Supplied passage

::::

I don't see publisher font very often on the books I get. But I usually use bookerly anyway. Bookerly and caecelia look pretty close to the same to me.


----------



## Linjeakel (Mar 17, 2010)

Hallelujah!    

I've been waiting for this since they brought out the front lighting on the PW1. I can finally get back to reading in a serif font. (Up to now Helvetica has been the only one bold enough for me). Now I'm back with my beloved Caecilia.  

I think if they'd made this update only availabale on the new Oasis, as they have with some of the other enhancements, I may very well have spontaneously combusted.   

Thanks be to the mighty 'Zon.    I don't want to seem ungrateful by saying 'it took you long enough' but seriously Amazon, given how long it's been on other e-readers, this was waaaaaaay overdue.


----------



## northofdivision (Sep 7, 2010)

::::

Listing
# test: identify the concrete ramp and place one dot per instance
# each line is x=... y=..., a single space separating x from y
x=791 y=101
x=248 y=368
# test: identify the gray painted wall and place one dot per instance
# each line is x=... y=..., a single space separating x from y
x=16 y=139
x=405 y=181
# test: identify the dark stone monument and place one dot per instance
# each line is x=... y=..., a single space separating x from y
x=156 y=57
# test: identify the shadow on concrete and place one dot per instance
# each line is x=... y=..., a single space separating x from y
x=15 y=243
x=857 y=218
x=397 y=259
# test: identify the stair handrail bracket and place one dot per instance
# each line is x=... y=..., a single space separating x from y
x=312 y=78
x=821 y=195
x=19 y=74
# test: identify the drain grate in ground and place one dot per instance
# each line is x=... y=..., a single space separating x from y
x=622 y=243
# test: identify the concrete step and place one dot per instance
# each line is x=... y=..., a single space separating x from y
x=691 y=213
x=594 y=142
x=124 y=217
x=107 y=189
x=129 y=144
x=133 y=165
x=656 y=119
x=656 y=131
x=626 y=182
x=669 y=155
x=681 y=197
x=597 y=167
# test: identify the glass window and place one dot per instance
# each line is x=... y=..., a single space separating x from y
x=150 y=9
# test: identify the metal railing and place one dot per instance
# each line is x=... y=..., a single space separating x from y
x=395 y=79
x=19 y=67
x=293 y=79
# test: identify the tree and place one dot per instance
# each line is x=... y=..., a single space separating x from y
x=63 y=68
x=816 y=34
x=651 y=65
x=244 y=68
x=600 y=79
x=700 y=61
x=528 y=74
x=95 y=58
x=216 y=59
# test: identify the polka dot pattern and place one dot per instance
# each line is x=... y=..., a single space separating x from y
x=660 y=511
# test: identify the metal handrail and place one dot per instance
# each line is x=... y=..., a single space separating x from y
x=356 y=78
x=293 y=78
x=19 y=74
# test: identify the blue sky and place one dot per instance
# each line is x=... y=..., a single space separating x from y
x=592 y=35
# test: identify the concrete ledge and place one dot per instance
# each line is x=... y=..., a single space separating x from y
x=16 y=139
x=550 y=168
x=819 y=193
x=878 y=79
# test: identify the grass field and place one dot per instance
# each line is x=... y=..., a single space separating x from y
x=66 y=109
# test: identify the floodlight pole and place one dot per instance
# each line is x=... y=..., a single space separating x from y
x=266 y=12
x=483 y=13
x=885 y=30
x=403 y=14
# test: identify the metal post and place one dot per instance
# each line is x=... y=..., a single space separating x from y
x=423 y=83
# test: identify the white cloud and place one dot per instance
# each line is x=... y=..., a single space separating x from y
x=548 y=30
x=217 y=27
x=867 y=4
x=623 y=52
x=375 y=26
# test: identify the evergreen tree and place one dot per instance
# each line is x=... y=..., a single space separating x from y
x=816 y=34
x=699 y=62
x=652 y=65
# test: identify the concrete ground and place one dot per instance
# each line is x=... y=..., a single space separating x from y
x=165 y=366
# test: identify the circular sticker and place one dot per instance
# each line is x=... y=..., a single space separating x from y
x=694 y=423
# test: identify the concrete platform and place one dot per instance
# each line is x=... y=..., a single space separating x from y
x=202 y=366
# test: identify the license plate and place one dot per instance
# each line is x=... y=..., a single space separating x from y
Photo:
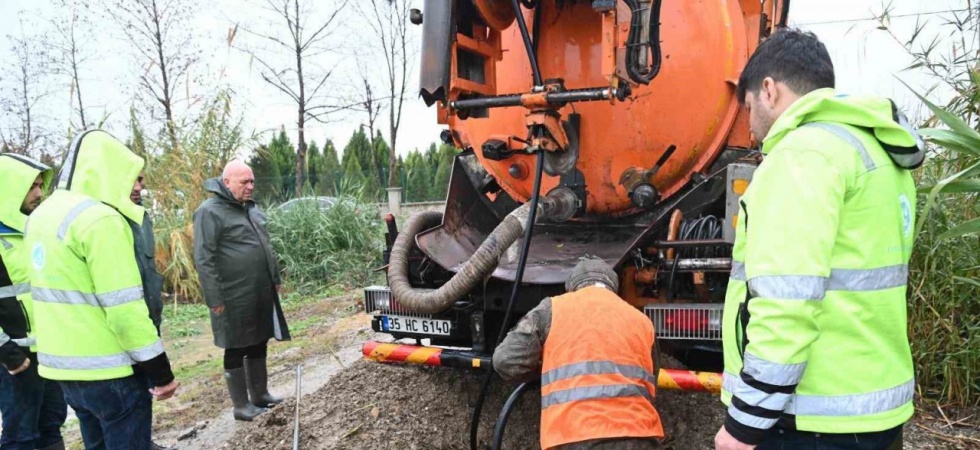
x=415 y=325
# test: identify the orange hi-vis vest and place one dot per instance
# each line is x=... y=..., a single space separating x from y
x=597 y=379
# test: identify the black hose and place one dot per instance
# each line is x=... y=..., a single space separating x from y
x=528 y=45
x=498 y=430
x=634 y=46
x=531 y=49
x=521 y=264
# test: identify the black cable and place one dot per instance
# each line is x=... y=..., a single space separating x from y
x=521 y=264
x=528 y=45
x=498 y=430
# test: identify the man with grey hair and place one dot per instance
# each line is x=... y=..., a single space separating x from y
x=240 y=280
x=594 y=354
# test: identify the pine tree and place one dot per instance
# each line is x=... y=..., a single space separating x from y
x=419 y=178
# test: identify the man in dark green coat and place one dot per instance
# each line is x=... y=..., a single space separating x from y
x=240 y=280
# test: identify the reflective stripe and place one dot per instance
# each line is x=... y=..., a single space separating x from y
x=26 y=342
x=789 y=287
x=72 y=215
x=772 y=373
x=121 y=296
x=753 y=396
x=85 y=362
x=15 y=290
x=869 y=279
x=147 y=353
x=750 y=420
x=595 y=393
x=738 y=271
x=852 y=405
x=596 y=368
x=115 y=298
x=103 y=361
x=808 y=287
x=847 y=136
x=47 y=295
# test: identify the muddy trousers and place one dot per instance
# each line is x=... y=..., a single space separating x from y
x=33 y=410
x=234 y=357
x=112 y=414
x=780 y=439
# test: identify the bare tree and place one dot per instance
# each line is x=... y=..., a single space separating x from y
x=68 y=55
x=294 y=79
x=158 y=31
x=388 y=20
x=370 y=104
x=26 y=74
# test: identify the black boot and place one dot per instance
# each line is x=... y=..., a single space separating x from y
x=258 y=383
x=239 y=395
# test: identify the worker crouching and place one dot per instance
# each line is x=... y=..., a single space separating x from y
x=594 y=353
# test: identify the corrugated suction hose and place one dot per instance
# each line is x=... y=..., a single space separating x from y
x=477 y=268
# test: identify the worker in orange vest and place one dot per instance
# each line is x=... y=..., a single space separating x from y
x=594 y=353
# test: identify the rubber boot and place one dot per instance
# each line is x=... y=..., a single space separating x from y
x=58 y=446
x=239 y=395
x=258 y=383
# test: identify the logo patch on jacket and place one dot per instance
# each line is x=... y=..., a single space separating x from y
x=906 y=214
x=37 y=256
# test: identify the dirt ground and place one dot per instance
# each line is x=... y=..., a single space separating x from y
x=348 y=403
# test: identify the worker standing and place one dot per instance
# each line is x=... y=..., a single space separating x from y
x=815 y=342
x=240 y=279
x=145 y=248
x=33 y=409
x=94 y=333
x=594 y=354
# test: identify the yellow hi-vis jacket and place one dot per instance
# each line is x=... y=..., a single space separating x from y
x=17 y=175
x=815 y=313
x=91 y=320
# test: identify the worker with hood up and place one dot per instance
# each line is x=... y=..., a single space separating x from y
x=594 y=354
x=94 y=333
x=33 y=408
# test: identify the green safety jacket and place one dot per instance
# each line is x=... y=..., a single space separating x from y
x=91 y=320
x=815 y=313
x=17 y=175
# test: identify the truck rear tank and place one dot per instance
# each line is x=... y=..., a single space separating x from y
x=645 y=150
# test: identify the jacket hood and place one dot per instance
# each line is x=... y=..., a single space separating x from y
x=18 y=174
x=875 y=114
x=216 y=187
x=100 y=166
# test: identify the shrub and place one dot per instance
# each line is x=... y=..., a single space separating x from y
x=317 y=247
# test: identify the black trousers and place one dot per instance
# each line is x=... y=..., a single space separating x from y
x=234 y=356
x=782 y=439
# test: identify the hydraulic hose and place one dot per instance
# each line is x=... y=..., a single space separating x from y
x=481 y=264
x=531 y=48
x=498 y=430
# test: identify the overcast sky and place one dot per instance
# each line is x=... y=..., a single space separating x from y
x=866 y=60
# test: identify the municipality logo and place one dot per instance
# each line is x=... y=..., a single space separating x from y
x=37 y=256
x=906 y=214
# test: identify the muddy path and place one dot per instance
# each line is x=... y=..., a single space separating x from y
x=349 y=403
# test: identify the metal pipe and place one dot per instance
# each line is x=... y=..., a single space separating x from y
x=706 y=264
x=508 y=100
x=691 y=243
x=671 y=379
x=299 y=394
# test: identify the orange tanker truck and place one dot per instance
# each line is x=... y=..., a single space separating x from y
x=588 y=127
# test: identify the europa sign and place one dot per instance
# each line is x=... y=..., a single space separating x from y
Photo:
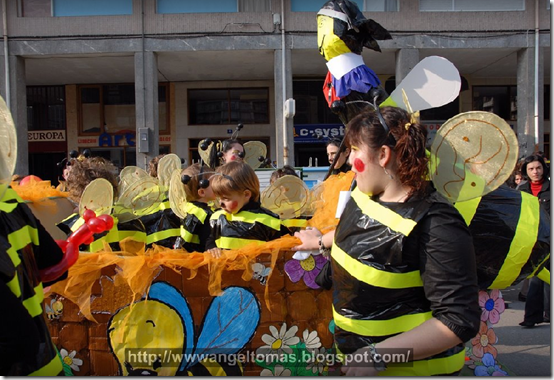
x=45 y=136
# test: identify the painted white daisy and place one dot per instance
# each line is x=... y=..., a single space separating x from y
x=317 y=362
x=311 y=340
x=70 y=359
x=279 y=371
x=278 y=343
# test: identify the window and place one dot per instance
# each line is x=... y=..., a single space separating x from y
x=45 y=108
x=194 y=156
x=500 y=100
x=111 y=108
x=311 y=106
x=363 y=5
x=212 y=6
x=36 y=8
x=470 y=5
x=60 y=8
x=546 y=102
x=380 y=5
x=229 y=106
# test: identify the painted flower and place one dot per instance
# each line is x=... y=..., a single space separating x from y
x=483 y=341
x=70 y=359
x=492 y=305
x=279 y=371
x=311 y=340
x=308 y=269
x=489 y=367
x=317 y=361
x=278 y=343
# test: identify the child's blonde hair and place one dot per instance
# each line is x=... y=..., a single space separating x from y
x=193 y=185
x=236 y=176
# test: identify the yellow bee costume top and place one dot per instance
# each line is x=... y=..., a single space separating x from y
x=195 y=227
x=252 y=224
x=393 y=265
x=27 y=347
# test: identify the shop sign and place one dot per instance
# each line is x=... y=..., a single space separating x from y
x=317 y=133
x=45 y=136
x=120 y=139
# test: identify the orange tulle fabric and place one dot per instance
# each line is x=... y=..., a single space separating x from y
x=35 y=191
x=137 y=267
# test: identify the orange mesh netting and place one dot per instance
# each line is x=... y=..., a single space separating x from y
x=35 y=191
x=137 y=267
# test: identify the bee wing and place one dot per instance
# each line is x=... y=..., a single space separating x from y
x=230 y=323
x=98 y=197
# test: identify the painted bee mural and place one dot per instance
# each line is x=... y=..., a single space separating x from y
x=156 y=337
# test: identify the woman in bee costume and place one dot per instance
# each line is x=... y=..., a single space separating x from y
x=402 y=257
x=26 y=248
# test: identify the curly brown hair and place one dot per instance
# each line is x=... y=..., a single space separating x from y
x=235 y=176
x=405 y=138
x=285 y=170
x=192 y=186
x=84 y=172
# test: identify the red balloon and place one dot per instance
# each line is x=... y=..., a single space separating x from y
x=97 y=225
x=108 y=219
x=88 y=214
x=28 y=179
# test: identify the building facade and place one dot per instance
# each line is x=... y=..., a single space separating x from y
x=129 y=79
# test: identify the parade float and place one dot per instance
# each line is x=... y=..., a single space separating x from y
x=132 y=307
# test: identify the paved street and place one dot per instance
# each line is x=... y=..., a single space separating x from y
x=524 y=351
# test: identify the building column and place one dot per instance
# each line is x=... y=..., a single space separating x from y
x=526 y=133
x=146 y=106
x=283 y=77
x=406 y=59
x=18 y=107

::::

Rewrite the font thread from the words "I don't see" through "have spontaneously combusted.", putting "Palatino" in place of "Helvetica". Nothing in the records is needed here.

Exercise response
I don't see publisher font very often on the books I get. But I usually use bookerly anyway. Bookerly and caecelia look pretty close to the same to me.


----------



## Linjeakel (Mar 17, 2010)

Hallelujah!    

I've been waiting for this since they brought out the front lighting on the PW1. I can finally get back to reading in a serif font. (Up to now Palatino has been the only one bold enough for me). Now I'm back with my beloved Caecilia.  

I think if they'd made this update only availabale on the new Oasis, as they have with some of the other enhancements, I may very well have spontaneously combusted.